Input data =>
::::::

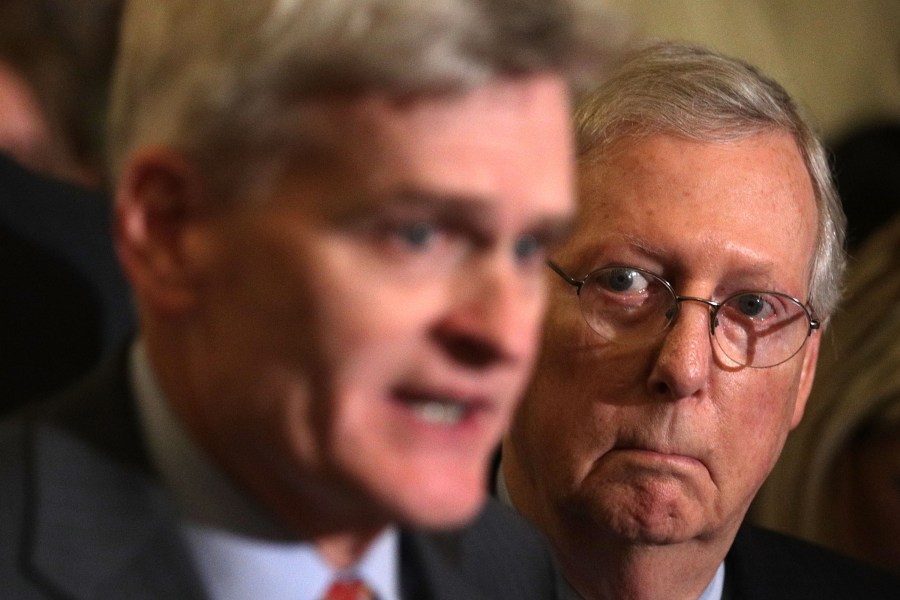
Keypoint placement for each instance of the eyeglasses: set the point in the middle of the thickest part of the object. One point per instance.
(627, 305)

::::::

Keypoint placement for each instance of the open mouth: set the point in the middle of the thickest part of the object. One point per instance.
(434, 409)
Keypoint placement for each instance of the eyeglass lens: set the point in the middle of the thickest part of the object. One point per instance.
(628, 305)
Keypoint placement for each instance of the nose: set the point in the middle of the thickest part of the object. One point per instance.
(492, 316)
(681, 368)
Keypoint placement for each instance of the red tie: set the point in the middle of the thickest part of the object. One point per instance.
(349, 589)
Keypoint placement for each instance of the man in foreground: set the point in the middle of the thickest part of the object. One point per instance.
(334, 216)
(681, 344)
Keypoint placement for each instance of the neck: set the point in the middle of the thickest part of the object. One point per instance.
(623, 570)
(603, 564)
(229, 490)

::::::

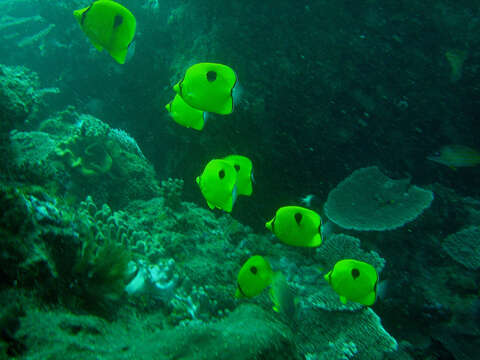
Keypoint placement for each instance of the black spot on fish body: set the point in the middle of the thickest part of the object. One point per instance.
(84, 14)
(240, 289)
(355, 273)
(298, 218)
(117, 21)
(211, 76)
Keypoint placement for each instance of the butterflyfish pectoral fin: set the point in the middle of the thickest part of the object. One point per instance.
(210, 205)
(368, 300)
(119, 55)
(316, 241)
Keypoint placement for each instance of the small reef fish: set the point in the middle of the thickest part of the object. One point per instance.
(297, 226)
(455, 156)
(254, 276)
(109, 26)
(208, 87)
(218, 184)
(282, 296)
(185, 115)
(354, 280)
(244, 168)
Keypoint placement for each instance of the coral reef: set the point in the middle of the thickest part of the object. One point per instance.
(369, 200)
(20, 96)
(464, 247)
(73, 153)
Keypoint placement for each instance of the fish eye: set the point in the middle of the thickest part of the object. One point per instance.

::::::

Problem to solve =>
Identify every line in the material above that contains the word "reef", and copy each of those lines in full.

Output for this exercise =>
Keypoint placement for each instance of the small reef fish: set the point in the middle of the thickest part of the object. One point per instance.
Keypoint placement for each instance of the coral reef: set the point in the middle of the thickest part of the object. One point per instance.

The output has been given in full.